DOCUMENT SEGMENT:
● ● ● ● ●

The injunction largely blocks the sections of President Donald Trump’s orders that seek to end federal support for programs deemed to be DEI-related, and prevents the Trump administration from canceling contracts that they believe promote diversity, equity or inclusion. 

U.S. District Judge Adam Abelson in Baltimore, a Biden nominee, ruled that parts of the executive orders likely violate the Constitution and free speech.

‘The harm arises from the issuance of it as a public, vague, threatening executive order,’ Abelson said in a hearing this week, adding that it would discourage businesses working with the government from openly supporting DEI. 

The ruling comes after the city of Baltimore, the National Association of Diversity Officers in Higher Education, the American Association of University Professors and the Restaurant Opportunities Centers United – which represents restaurant workers – sued the Trump administration over the executive orders, calling them presidential overreach and anti-free speech. 

‘Ordinary citizens bear the brunt,’ attorneys for the plaintiffs wrote in the complaint. ‘Plaintiffs and their members receive federal funds to support educators, academics, students, workers, and communities across the country. As federal agencies make arbitrary decisions about whether grants are ‘equity-related,’ Plaintiffs are left in limbo.’

They argued that Trump was encroaching on Congress’ powers in order to champion his personal beliefs.

● ● ● ● ●

SOURCE MATERIAL:

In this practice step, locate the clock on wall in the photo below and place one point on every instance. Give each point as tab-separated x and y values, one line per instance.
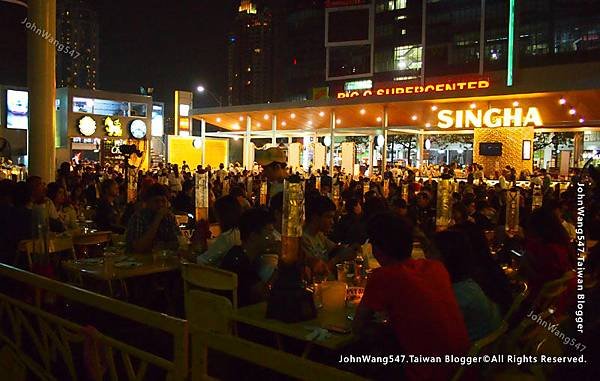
138	129
87	126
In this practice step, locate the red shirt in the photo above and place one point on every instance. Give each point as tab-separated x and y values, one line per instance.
418	297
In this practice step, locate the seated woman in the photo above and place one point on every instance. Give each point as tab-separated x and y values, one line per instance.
255	226
320	253
228	211
481	315
154	225
65	212
416	295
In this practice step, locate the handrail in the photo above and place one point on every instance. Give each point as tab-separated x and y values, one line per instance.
139	314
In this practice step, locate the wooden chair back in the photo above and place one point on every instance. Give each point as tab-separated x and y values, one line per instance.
196	276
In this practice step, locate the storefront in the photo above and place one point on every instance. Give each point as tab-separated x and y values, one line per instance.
446	120
92	125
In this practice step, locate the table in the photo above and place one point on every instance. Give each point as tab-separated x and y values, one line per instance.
108	269
254	315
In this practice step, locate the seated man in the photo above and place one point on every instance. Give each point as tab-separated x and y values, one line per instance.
107	214
256	225
154	224
416	295
321	254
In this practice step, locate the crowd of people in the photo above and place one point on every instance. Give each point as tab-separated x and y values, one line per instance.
435	305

● ● ● ● ●

TASKS FOR THIS EXERCISE:
[1] In the DEI injunction excerpt, which judge ruled that parts of the executive orders likely violate the Constitution?
[2] Output everything in the rows from the line containing "In this practice step, locate the table" down to the last line of the rows as a Markdown table with the columns n and Line, numbering each line and leaving out blank lines.
The DEI injunction excerpt and the rows are unrelated.

SOLUTIONS TO THE PROBLEMS:
[1] U.S. District Judge Adam Abelson in Baltimore.

[2]
| n | Line |
|---|---|
| 1 | In this practice step, locate the table in the photo above and place one point on every instance. Give each point as tab-separated x and y values, one line per instance. |
| 2 | 108	269 |
| 3 | 254	315 |
| 4 | In this practice step, locate the seated man in the photo above and place one point on every instance. Give each point as tab-separated x and y values, one line per instance. |
| 5 | 107	214 |
| 6 | 256	225 |
| 7 | 154	224 |
| 8 | 416	295 |
| 9 | 321	254 |
| 10 | In this practice step, locate the crowd of people in the photo above and place one point on every instance. Give each point as tab-separated x and y values, one line per instance. |
| 11 | 435	305 |